Selected passage:
---------------

So, Microsoft has unveiled the next incarnation of their home of the future, and it seems tamer and more achievable than previous versions. Although it does sport biometric keyless entry, the focus is on networking.

There are touch panel video screens throughout the house (some can even be painted over so they blend into the walls, and the image shines through the paint when you touch it, how sweet is that?) , for viewing everything from food delivery menus, to voice-mail messages left by visitors at the front door (the voicemail/email/front doorbell are all tied together). There are microphones embeded in all the walls for verbally controlling the various functions: “Hal, set scene: Welcom home;” “Hal: Play voicemails.” There are multi-media functions in every room, predictably tied to downloading/storing/finding and playing music protected by Microsoft’s latest anti-piracy measures.

Another big bet by Microsoft: everything has RFID tags, and everything else reads them, so the kitchen knows what ingredients are on hand for cookies, or when you’‘re running low on milk; the mirrors in the children’s rooms tattle on them if they try to wear things that aren’t up to dress code on a school day; the screen on the refrigerator switches from the weather forecast to the “specials of the day” from the pizza shop when you move their magnet from the side of the fridge to the front; and the washing machine refuses to run when your daughter recklessly mixes her delicates blouse with her jeans and tries to wash them in hot water…

Oh yeah, and in the future, everything is a dirty cream color like old linen.

---------------

What needs to be done:
Please rewrite everything from "There are touch" down to "latest anti-piracy measures." in the passage on Microsoft's home of the future, swapping "walls" for "ceilings". The entries that follow have no connection to the passage on Microsoft's home of the future.

[Dataset records]
---------------

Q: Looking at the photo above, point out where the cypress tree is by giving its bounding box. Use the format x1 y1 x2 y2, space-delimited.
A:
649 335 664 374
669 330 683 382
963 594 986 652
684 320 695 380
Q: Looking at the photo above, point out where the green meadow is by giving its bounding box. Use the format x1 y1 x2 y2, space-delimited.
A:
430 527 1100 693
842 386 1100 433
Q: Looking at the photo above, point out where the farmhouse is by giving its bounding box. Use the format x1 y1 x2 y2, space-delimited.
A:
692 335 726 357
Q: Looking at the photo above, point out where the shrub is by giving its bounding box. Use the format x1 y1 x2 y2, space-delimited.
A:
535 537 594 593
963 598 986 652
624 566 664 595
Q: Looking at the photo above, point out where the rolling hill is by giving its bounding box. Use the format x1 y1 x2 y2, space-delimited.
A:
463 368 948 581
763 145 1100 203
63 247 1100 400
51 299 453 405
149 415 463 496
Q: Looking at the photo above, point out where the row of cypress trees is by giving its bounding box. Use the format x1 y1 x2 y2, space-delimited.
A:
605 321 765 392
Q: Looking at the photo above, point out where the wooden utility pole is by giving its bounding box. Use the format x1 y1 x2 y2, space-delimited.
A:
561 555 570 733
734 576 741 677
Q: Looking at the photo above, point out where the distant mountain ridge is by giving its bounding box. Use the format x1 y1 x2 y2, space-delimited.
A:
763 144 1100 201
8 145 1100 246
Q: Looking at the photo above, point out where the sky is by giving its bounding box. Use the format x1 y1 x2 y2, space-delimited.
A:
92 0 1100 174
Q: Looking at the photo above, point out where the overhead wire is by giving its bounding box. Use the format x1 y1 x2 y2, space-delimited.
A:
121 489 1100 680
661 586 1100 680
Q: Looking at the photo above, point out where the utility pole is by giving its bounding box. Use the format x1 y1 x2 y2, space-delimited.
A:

---------------

The output:
There are touch panel video screens throughout the house (some can even be painted over so they blend into the ceilings, and the image shines through the paint when you touch it, how sweet is that?) , for viewing everything from food delivery menus, to voice-mail messages left by visitors at the front door (the voicemail/email/front doorbell are all tied together). There are microphones embeded in all the ceilings for verbally controlling the various functions: “Hal, set scene: Welcom home;” “Hal: Play voicemails.” There are multi-media functions in every room, predictably tied to downloading/storing/finding and playing music protected by Microsoft’s latest anti-piracy measures.